YOUR INSTRUCTIONS:
From the records below, set down exactly the lines starting with the line that contains "Query: flooded street" and going on through the line that contains "Query: umbrella canopy". Nothing else is wanted.

[Referring expression data]
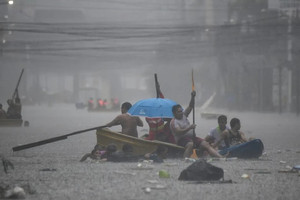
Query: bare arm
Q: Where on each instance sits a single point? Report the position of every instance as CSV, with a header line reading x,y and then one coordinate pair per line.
x,y
140,122
243,137
188,110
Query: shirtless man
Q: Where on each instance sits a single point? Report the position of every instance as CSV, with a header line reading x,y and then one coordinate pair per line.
x,y
183,130
215,134
232,136
2,112
129,123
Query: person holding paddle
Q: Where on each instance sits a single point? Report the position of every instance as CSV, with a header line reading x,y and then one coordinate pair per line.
x,y
129,123
183,131
2,112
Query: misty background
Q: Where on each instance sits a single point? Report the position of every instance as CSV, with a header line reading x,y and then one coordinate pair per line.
x,y
247,52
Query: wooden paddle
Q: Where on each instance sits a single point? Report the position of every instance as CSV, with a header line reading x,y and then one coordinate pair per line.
x,y
194,154
16,89
156,85
54,139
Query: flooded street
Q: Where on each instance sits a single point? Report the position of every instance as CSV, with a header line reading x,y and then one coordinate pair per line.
x,y
71,179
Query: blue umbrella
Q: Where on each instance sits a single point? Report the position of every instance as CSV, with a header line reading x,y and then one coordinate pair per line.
x,y
153,107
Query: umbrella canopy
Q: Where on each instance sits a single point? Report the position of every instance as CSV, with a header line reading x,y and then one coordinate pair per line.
x,y
153,107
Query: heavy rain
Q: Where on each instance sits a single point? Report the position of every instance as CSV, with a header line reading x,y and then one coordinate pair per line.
x,y
240,56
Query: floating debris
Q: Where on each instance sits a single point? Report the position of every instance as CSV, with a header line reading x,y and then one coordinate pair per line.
x,y
147,189
125,173
296,167
211,182
287,171
15,193
190,160
48,170
262,172
246,176
152,181
164,174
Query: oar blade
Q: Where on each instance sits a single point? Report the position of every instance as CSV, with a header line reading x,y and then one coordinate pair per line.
x,y
39,143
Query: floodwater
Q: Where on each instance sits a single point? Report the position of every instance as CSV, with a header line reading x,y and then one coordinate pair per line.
x,y
71,179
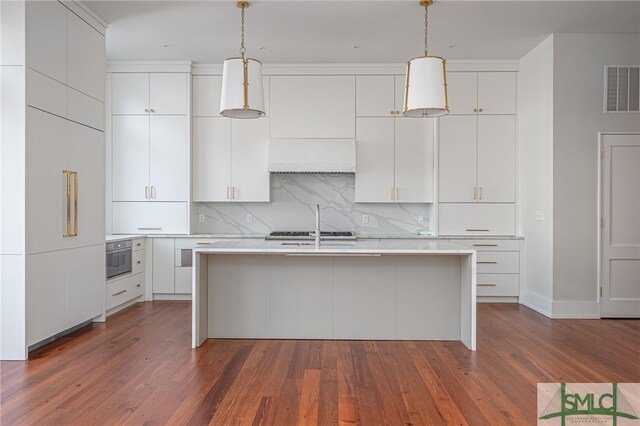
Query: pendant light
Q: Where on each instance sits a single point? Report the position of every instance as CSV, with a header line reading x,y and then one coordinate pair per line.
x,y
425,92
242,94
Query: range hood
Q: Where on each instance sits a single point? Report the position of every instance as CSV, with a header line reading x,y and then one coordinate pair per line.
x,y
312,156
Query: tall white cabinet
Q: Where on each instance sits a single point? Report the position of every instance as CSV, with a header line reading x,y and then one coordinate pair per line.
x,y
150,152
477,155
54,154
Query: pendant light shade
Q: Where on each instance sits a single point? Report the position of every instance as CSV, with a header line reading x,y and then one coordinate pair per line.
x,y
242,92
425,92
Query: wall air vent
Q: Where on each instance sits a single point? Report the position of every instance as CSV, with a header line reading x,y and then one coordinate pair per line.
x,y
622,89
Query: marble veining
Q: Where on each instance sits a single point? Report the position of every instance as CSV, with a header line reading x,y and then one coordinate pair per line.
x,y
292,208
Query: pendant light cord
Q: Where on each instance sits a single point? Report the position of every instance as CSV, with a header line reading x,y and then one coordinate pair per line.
x,y
426,28
242,48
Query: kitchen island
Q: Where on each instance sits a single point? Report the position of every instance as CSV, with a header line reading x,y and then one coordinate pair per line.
x,y
374,290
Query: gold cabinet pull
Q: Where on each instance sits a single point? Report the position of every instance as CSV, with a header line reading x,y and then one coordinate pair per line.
x,y
68,175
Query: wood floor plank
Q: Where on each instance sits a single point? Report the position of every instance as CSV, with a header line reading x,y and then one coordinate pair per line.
x,y
138,368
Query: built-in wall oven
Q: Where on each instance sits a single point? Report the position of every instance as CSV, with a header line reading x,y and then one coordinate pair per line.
x,y
118,258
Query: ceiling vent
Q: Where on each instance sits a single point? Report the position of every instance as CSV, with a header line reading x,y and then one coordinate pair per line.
x,y
622,89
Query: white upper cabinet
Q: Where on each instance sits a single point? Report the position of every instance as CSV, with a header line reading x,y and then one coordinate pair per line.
x,y
317,107
130,93
375,173
169,158
47,38
169,93
85,58
481,92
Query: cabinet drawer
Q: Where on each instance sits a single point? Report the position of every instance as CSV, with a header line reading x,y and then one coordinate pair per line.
x,y
138,244
498,262
121,291
489,245
498,284
477,219
137,262
149,218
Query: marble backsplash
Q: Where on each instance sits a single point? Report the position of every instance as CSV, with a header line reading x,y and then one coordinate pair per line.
x,y
292,208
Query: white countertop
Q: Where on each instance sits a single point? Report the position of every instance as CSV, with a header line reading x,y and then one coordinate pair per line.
x,y
335,247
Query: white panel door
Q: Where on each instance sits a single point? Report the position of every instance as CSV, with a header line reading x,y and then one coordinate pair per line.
x,y
250,179
374,182
85,155
497,92
46,38
46,183
129,93
211,158
462,92
130,157
321,107
163,265
621,233
85,283
457,163
85,58
46,295
374,96
207,90
414,178
169,93
169,157
497,158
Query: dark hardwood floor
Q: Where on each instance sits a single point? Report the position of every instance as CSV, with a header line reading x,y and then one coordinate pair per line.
x,y
138,368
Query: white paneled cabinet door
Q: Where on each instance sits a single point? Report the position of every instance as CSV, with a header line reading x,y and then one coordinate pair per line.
x,y
169,158
374,96
130,93
85,283
462,92
85,57
497,158
85,153
414,160
169,93
374,181
211,154
46,182
130,151
249,152
457,166
46,38
496,92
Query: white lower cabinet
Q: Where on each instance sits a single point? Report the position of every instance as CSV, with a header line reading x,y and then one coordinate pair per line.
x,y
64,289
477,219
150,218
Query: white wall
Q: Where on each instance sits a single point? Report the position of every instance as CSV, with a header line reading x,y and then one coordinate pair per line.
x,y
535,106
579,61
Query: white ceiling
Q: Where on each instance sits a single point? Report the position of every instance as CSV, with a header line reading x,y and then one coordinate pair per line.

RESULT OF THIS EXERCISE:
Query: flooded street
Q: Where on each instance sits a single point? Report the position of every instance as CSV, with a header line reading x,y and then one coordinate pair per line.
x,y
71,179
Query: blue umbrella
Q: Where on each instance sits a single point? Report the position of every instance as CSV, with a header line reading x,y and then one coordinate pair per line.
x,y
153,107
Query: umbrella canopy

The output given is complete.